_TO DO:_
Convert every line of the records below into a numbered list, skipping any blank lines.

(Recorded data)

──────────

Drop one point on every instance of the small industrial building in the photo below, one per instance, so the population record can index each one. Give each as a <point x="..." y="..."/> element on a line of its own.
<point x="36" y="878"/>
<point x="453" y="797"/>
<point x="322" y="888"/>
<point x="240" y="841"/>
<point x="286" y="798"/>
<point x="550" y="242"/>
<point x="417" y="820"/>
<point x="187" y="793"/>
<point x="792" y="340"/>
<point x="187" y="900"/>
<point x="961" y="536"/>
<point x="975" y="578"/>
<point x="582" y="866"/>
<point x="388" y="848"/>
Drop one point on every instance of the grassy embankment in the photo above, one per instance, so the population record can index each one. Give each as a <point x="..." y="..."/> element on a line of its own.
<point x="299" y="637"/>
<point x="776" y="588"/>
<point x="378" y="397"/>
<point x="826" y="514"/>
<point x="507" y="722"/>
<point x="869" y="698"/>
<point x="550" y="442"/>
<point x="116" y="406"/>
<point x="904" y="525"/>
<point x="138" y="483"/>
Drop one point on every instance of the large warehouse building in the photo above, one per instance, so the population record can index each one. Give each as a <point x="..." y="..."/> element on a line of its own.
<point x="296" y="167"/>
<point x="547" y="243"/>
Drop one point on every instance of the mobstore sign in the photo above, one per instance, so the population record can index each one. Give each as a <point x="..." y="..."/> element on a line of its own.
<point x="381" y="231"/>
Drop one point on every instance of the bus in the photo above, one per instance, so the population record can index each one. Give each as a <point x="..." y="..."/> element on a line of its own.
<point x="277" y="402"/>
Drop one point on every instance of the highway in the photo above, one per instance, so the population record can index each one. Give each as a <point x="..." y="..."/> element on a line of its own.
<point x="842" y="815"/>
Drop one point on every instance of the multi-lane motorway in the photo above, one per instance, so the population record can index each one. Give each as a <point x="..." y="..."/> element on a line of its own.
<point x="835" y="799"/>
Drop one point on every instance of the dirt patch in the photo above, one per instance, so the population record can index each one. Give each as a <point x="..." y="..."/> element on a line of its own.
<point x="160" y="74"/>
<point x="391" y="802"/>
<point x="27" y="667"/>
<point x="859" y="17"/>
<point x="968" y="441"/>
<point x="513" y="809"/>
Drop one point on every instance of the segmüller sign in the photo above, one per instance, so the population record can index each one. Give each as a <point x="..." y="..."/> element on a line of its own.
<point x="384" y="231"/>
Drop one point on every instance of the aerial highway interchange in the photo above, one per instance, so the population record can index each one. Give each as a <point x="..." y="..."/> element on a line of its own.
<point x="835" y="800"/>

──────────

_WORKED ANSWER:_
1. Drop one point on every instance of the small industrial building in the photo below, one per instance, so the population record can index each one. Give each as a <point x="..." y="..."/> element on a line of its own.
2. <point x="36" y="878"/>
3. <point x="453" y="797"/>
4. <point x="322" y="888"/>
5. <point x="240" y="841"/>
6. <point x="286" y="798"/>
7. <point x="550" y="242"/>
8. <point x="417" y="820"/>
9. <point x="187" y="793"/>
10. <point x="792" y="340"/>
11. <point x="187" y="900"/>
12. <point x="961" y="536"/>
13. <point x="975" y="578"/>
14. <point x="582" y="866"/>
15. <point x="388" y="848"/>
16. Drop one point on every instance of the grassy embankment in the photo above, one per instance, so the population record can index each one. Give each as a <point x="..." y="..."/> element on a line of its own.
17. <point x="299" y="637"/>
18. <point x="776" y="588"/>
19. <point x="378" y="397"/>
20. <point x="826" y="514"/>
21. <point x="507" y="722"/>
22. <point x="869" y="698"/>
23. <point x="550" y="442"/>
24. <point x="116" y="406"/>
25. <point x="904" y="525"/>
26. <point x="138" y="483"/>
27. Drop one point on every instance of the large warehouse building in the photo above, one per instance, so the population record can index each one. Give each as a <point x="..." y="..."/> element on a line of its own.
28. <point x="296" y="167"/>
29. <point x="547" y="243"/>
30. Drop one point on every instance of the mobstore sign in the photo above, one per instance, so the population record can index each one. Give each as a <point x="..." y="..."/> element on a line of its own.
31. <point x="381" y="231"/>
32. Drop one point on every instance of the bus in the photo above, one per instance, so the population record can index each one. Give each as a <point x="..." y="..."/> element on a line of its own.
33. <point x="277" y="402"/>
34. Drop one point on every instance of the highway in the photo above, one per instance, so the population record can index each one. Give each as a <point x="..." y="..."/> element on a line of its own.
35. <point x="842" y="815"/>
36. Drop one point on every instance of the multi-lane motorway in the photo above, one per instance, so the population record can index each one. Give each as a <point x="..." y="..."/> element on a line of its own.
37. <point x="835" y="799"/>
38. Drop one point on every instance of the dirt patch in the photo above, one per instance, so the population record can index each one. Give each as a <point x="..." y="..."/> element on a line of its own.
39. <point x="160" y="74"/>
40. <point x="391" y="802"/>
41. <point x="27" y="667"/>
42. <point x="859" y="17"/>
43. <point x="968" y="441"/>
44. <point x="513" y="809"/>
45. Drop one point on every instance of the segmüller sign in the photo above, one per instance, so the population record can index each one. Give each as a <point x="..." y="..."/> element on a line of its own.
46. <point x="384" y="231"/>
47. Drop one point on every instance of the aerial highway interchange in the photo above, one per instance, so the population record can index each one. Give each as a <point x="..." y="..."/> element on a line of its own.
48. <point x="835" y="800"/>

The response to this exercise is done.